**WHAT NEEDS TO BE DONE:**
Print all entries precisely as they are written.

**RECORD EXTRACTS:**
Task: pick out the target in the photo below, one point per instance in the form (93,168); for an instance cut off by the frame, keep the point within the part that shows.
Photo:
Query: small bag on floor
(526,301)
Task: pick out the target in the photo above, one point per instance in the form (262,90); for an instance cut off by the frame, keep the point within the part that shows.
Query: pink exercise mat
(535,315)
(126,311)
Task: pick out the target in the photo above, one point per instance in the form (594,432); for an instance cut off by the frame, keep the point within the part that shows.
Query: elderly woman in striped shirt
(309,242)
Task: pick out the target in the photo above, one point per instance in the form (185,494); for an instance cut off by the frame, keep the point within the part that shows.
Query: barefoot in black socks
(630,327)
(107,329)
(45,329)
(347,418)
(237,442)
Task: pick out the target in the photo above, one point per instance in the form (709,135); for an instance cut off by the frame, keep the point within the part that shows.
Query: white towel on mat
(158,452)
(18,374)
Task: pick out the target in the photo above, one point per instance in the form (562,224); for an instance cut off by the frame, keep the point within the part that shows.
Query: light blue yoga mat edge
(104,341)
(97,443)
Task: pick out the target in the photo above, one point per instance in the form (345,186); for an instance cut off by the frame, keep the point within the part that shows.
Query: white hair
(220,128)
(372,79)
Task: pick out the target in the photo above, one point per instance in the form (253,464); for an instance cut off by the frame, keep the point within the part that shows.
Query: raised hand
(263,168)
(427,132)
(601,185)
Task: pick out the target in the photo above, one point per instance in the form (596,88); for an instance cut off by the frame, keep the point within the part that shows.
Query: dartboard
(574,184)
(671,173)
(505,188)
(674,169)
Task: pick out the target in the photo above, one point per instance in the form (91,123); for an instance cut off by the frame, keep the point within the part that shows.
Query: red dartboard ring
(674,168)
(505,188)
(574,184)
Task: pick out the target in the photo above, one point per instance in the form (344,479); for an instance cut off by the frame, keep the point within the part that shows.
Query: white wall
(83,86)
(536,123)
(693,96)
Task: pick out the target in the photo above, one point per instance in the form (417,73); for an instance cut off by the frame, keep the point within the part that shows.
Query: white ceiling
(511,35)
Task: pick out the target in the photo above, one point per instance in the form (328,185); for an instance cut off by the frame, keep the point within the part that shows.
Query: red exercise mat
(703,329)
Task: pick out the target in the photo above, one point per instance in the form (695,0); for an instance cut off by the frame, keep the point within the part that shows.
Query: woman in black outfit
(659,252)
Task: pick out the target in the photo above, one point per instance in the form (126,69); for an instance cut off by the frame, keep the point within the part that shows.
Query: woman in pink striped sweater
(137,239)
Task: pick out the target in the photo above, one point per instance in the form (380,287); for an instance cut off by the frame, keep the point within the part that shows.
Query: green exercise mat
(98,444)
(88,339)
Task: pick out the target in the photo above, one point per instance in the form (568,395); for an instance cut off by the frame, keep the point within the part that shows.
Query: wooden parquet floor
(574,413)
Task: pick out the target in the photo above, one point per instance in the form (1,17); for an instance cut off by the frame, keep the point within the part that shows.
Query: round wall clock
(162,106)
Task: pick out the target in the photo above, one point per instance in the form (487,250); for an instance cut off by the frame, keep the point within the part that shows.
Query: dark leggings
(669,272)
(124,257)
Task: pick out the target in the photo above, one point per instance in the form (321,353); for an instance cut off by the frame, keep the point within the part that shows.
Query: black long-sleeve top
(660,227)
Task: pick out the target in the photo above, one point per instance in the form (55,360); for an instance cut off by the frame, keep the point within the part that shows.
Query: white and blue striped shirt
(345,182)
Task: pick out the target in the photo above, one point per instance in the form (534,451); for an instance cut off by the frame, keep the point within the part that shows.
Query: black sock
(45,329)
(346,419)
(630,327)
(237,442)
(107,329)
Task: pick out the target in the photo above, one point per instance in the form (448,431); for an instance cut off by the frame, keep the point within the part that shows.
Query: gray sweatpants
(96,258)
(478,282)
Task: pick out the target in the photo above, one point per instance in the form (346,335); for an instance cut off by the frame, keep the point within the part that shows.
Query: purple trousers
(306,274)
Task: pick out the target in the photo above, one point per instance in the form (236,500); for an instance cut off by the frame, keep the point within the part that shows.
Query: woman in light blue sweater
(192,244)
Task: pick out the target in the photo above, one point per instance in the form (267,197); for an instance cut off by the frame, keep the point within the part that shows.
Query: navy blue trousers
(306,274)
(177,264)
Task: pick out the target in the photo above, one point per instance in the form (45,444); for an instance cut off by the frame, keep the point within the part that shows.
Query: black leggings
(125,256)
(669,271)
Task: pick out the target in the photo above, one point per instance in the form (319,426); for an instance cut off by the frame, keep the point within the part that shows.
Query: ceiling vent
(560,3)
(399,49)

**RESULT OF THE EXERCISE:**
Task: pick out the target in the photo below, one point per instance in the form (93,168); for an instance cut off by the frame, keep the point within the part that shows.
Photo:
Query: small bag on floor
(526,301)
Task: pick out the target in the photo above, one point per instance in the form (262,90); for an instance cut off by the frame, keep the point within the part that shows.
Query: pink exercise mat
(535,315)
(126,311)
Task: pick out the target in the photo above, one point per instance in the form (594,432); for an instance cut off by the frame, keep the point within the part that shows.
Query: elderly woman in striped shirt
(309,242)
Task: pick out the target in the photo above, one point per instance in the form (185,494); for an instance cut off by the frame, keep the point within the part that shows.
Query: barefoot in black socks
(630,327)
(107,329)
(45,329)
(347,418)
(237,442)
Task: pick out the target in the photo above, one point per instance in the form (709,135); for an instance cut off by the frame, keep the point within the part that shows.
Query: white towel on mat
(158,452)
(18,374)
Task: pick out the target in the photo above, one point per instance in the form (562,224); for an instance cut off by the frame, keep the point within the part that shows.
Query: light blue yoga mat edge
(104,341)
(97,443)
Task: pick out the target in the photo above, one point per instance in the form (345,186); for an instance cut off by the frame, keep the point within the part that shows.
Query: white hair
(220,128)
(372,79)
Task: pick out the target in the photo above, one point per instance in the form (253,464); for an instance cut off by the frame, keep the point within the part that shows.
Query: raised hand
(263,168)
(427,132)
(601,185)
Task: pick out the target in the photo above, one point per instance in the form (596,88); for an instance cut off by the frame, keep the point within the part that shows.
Query: dartboard
(574,184)
(671,173)
(505,188)
(674,169)
Task: pick out the target in the photo above, one point per instance in the form (91,123); for an instance cut off by the frame, keep the point within the part that shows.
Query: red dartboard ring
(674,168)
(505,188)
(574,184)
Task: pick out the target in the photo above, one point per instance in the form (344,479); for an instance cut off by the frame, keep the point within the part that shows.
Query: white wall
(83,86)
(536,123)
(693,96)
Task: pick out the target in the photo above, one point per instance in the form (417,73); for an instance cut off by the frame, keep the point within the part that shows.
Query: white ceiling
(511,35)
Task: pick out the target in the photo above, one point per instance in the form (328,185); for an instance cut off by the frame, keep the point within the part that shows.
Query: red exercise mat
(703,329)
Task: pick out the target in the photo above, one point per instance in the form (695,0); for an instance cut off by the frame, keep the point within the part that shows.
Query: woman in black outfit
(659,252)
Task: pick out the target in the photo above, one point per instance in the form (126,69); for an instance cut off by the frame, keep the point within the part that shows.
Query: woman in pink striped sweater
(137,239)
Task: pick out the target in the photo above, one point per instance in the form (380,287); for an instance cut off by the frame, keep the point within the part that shows.
Query: green exercise mat
(98,444)
(88,339)
Task: pick out the target in the photo above, one point per instance in the form (568,395); for an instance cut off by the frame, keep the point within the part that shows.
Query: wooden parquet floor
(574,413)
Task: pick out the target in the photo above, one point per instance in the form (1,17); for an instance cut off by the frame, keep the point within the part that shows.
Query: round wall clock
(162,106)
Task: pick out the target in the photo above, one point per instance in the form (487,250); for an instance cut off by the frame, keep the point within the part that shows.
Query: dark leggings
(669,272)
(124,257)
Task: pick out the target in the photo above, one point per instance in the form (321,353); for an instance cut off by the frame, keep the point within the part that shows.
Query: black long-sleeve top
(660,227)
Task: pick out the target in the photo above, one point per instance in the form (55,360); for an instance cut off by the frame, keep the point within the part that shows.
Query: white and blue striped shirt
(345,182)
Task: pick out the target in the photo above, one point per instance in the form (534,451); for an instance cut off by the frame, keep the point within the part that shows.
Query: black sock
(45,329)
(346,419)
(630,327)
(237,442)
(107,329)
Task: pick out the target in the photo above, one point per instance in the form (448,431); for an instance cut off by the frame, keep the point within the part that shows.
Query: gray sweatpants
(96,258)
(478,282)
Task: pick out the target in the photo above, one point per instance in the form (346,335); for an instance cut off by the frame, keep the point within the part that shows.
Query: purple trousers
(306,274)
Task: pick out the target in the photo above, one point per instance in the form (236,500); for an instance cut off by the frame, keep the point within the part that shows.
Query: woman in light blue sweater
(192,244)
Task: pick out the target in the photo above, one point per instance in the form (267,197); for an instance cut off by the frame, keep the point within the part that shows.
Query: navy blue trousers
(306,274)
(177,264)
Task: pick out the target in the photo above, one point per instance in the form (45,444); for an instance cut off by the frame, keep the point within the part that shows.
Query: black leggings
(125,256)
(669,271)
Task: pick out the target in the photo above, one point per instance in the form (319,426); for an instance cut off by the frame, keep the point within the part that shows.
Query: ceiling vent
(560,3)
(399,49)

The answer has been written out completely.